--- Passage provided Enclosed Below ---

She smiles. She leaves. She comes back.
“Ma’am the address on your checks say Nebraska; the address on your account says Arizona and the address on your driver’s license says South Dakota.”
“Uhm, yeah, actually that’s Arkansas not Arizona and that’s a mistake and we moved from South Dakota but now I live in Nebraska.”
She smiles. She leaves. She, you know, comes back.
“About your balance. Ma’am, there seems to be three accounts; one with your name first, one with your husband’s name first and one with just your name. Do you know which one it is?”
“Hmmm, I guessing the one with least amount of money.”
And now I’m finished at the bank and all I can think about is that my driver’s license is expiring in less than two weeks and I’ll probably have to take a test and they’re probably going to want my social security card but it’s in a cornfield in Southeastern South Dakota (and I’m actually not kidding about that), and do you think they’ll let me put Hale instead of Fritz so that I don’t have to come back again in two months?
Yeah, I didn’t think so.
Next stop, music therapy. Emma Claire is coming along because the truth is they love her more than they love me and Emma Claire says, “Mom! I have a great idea! Let’s bring Tiger.”
And she’s three and there are other therapy dogs at the manor and why wouldn’t that be a great idea so I say yes! Let’s bring Tiger. I don’t know what I was expecting or why I thought this would end well but I was wrong. Half way through my session, a nurse comes running in to tell me that Tiger has gotten outside and is headed up Clarkson street toward one of the busiest intersections in Fremont.
Not really such a great idea, Emma Claire.
Next stop, Hy Vee. The Colorado peaches are here. They aren’t southern peaches but they’re the best we can get. I walk in and there’s a sign. 99 cents for a pound or $15.99 for a lug. I call the produce guy over and I said “OK, is this a trick? Am I supposed to think that buying in bulk is a better deal when really it’s like $2.99 a pound or something?”
He looks at me like I’m Steve Martin from Father of the Bride going nuts-o over the hot dog buns and I decide to just take the lug and be on my way. Then I run into a Y-buddy.
“Look at all those peaches! Looks like someone’s gonna be doing some baking!” She says in a sing-songy voice.
Uhm, ok. I was actually thinking I would just eat them, but whatever. Is that what you do when you turn 40? Start making pies?

--- End of Enclosed Passage provided ---
--- Data extracts Enclosed Below ---

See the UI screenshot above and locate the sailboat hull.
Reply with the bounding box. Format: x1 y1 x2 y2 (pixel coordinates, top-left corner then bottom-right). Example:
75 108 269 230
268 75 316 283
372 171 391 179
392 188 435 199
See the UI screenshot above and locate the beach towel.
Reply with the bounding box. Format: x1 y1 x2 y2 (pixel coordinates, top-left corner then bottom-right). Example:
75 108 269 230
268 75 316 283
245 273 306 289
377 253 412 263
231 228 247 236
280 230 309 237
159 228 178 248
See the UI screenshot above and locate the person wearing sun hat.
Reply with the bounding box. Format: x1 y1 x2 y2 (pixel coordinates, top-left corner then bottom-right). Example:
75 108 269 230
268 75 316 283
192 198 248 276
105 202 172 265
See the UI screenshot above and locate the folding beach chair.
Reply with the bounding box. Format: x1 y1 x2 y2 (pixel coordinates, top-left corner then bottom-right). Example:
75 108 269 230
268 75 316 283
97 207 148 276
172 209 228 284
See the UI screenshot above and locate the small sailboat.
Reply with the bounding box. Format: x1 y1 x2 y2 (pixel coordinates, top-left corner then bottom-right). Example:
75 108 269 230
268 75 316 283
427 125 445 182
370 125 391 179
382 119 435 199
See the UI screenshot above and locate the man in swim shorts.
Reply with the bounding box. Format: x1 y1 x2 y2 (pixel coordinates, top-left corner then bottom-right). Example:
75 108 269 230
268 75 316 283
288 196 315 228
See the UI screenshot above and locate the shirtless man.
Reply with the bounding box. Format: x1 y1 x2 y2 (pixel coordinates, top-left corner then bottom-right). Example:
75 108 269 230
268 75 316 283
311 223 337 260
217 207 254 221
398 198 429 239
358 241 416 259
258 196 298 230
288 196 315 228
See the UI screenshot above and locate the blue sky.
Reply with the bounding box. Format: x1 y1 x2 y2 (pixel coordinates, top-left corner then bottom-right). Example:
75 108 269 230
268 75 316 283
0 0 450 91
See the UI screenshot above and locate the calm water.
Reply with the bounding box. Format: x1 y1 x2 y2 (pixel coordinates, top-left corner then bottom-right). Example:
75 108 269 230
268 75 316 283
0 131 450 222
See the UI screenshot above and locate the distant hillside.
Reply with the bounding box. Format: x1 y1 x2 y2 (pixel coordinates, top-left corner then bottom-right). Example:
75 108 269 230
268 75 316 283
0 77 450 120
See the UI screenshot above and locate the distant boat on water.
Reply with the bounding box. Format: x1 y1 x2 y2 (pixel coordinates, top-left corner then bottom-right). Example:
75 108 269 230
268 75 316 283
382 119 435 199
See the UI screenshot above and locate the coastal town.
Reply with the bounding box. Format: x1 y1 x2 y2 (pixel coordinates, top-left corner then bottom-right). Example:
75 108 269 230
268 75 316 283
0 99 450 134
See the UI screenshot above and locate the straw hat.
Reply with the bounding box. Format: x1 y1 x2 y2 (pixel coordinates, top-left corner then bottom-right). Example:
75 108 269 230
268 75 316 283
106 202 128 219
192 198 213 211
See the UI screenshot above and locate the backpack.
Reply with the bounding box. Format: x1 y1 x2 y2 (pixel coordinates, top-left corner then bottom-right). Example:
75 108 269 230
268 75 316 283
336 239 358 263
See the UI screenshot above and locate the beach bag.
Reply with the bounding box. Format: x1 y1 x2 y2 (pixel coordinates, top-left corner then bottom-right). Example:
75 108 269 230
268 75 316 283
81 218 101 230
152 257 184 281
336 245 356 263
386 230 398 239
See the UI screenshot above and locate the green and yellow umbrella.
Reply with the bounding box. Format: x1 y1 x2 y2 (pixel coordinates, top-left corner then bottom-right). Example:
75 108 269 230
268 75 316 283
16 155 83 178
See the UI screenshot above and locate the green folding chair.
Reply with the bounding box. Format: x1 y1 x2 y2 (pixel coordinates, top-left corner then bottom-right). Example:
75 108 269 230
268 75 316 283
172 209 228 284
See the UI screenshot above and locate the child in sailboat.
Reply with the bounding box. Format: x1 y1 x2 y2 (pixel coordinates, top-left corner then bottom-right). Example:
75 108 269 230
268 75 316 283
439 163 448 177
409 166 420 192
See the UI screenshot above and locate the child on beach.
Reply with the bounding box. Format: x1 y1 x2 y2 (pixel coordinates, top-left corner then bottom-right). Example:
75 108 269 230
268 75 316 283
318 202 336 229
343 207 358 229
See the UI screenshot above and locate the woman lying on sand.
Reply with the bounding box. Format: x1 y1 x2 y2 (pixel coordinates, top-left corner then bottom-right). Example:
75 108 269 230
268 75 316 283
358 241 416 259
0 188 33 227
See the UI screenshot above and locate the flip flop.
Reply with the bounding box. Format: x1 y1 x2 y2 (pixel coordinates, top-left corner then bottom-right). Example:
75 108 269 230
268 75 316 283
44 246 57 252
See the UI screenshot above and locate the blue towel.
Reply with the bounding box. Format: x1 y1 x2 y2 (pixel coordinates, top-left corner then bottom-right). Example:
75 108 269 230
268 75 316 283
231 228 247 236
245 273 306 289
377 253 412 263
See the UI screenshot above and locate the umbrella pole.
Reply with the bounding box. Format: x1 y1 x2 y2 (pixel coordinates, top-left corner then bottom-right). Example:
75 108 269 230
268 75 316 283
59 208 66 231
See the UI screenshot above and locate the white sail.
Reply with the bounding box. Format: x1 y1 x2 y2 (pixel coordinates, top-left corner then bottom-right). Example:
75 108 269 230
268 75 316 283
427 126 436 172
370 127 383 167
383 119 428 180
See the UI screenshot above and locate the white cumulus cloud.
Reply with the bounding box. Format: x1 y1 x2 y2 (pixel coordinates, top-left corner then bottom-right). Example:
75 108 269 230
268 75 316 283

--- End of Enclosed Data extracts ---

• What to work on:
[1] Translate this sentence from the passage about the day of errands into Spanish: "They aren’t southern peaches but they’re the best we can get."
[2] Return everything in the errands passage from "Not really such" down to "Start making pies?".
[3] Resume the story of the bank, music therapy and grocery errands, picking up after its final sentence.

• Solved tasks:
[1] No son duraznos del sur, pero son los mejores que podemos conseguir.

[2]
Not really such a great idea, Emma Claire.
Next stop, Hy Vee. The Colorado peaches are here. They aren’t southern peaches but they’re the best we can get. I walk in and there’s a sign. 99 cents for a pound or $15.99 for a lug. I call the produce guy over and I said “OK, is this a trick? Am I supposed to think that buying in bulk is a better deal when really it’s like $2.99 a pound or something?”
He looks at me like I’m Steve Martin from Father of the Bride going nuts-o over the hot dog buns and I decide to just take the lug and be on my way. Then I run into a Y-buddy.
“Look at all those peaches! Looks like someone’s gonna be doing some baking!” She says in a sing-songy voice.
Uhm, ok. I was actually thinking I would just eat them, but whatever. Is that what you do when you turn 40? Start making pies?

[3]
Next to my peaches there are 12 breakfast cookies. I’m checking out when a woman walks over and says to the checker quietly, “Man, she must really like those because she’s always buying them.”
Hello. I’m right here. I can hear you. And “always” is a little harsh….try every 12 days.
“Do you eat them every morning?”
“Yes. I toast them.” (Not exactly sure why I felt the need to add the bit about toasting.)
“With coffee or tea?
“No, just diet coke.”
“Oh. Well they say that one-a-day’s OK.”
One a day. Yes. Let’s just go with that.
And we come home and Emma Claire sets up a karaoke band in the neighbor’s garage and Tiger walks around sheepishly knowing he has fallen from my good graces and I eat a peach and we watch the clock tick-tock past and we wait for Coulter to get home from school and I just smile.
I smile in the knowledge that my life is way more interesting than what’s in my head; it’s better and harder and fuller and scarier and this I know, that God’s plans are so much bigger than the ones I have for myself and He is able to do exceedingly abundantly above all that we ask or think (Ephesians 3:20) and I smile knowing that, Lord willing, tomorrow morning I will wake up little ones and bring out the “I am special today” plate because Coulter doesn’t seem to understand that it’s for special occasions, but then I guess every morning is special and I’ll watch them eat, all sleepy with crazy bed hair, and I’ll toast my cookie and drink my diet coke of the day and I will breathe a sweet, sweet prayer of thanks for this very interesting life.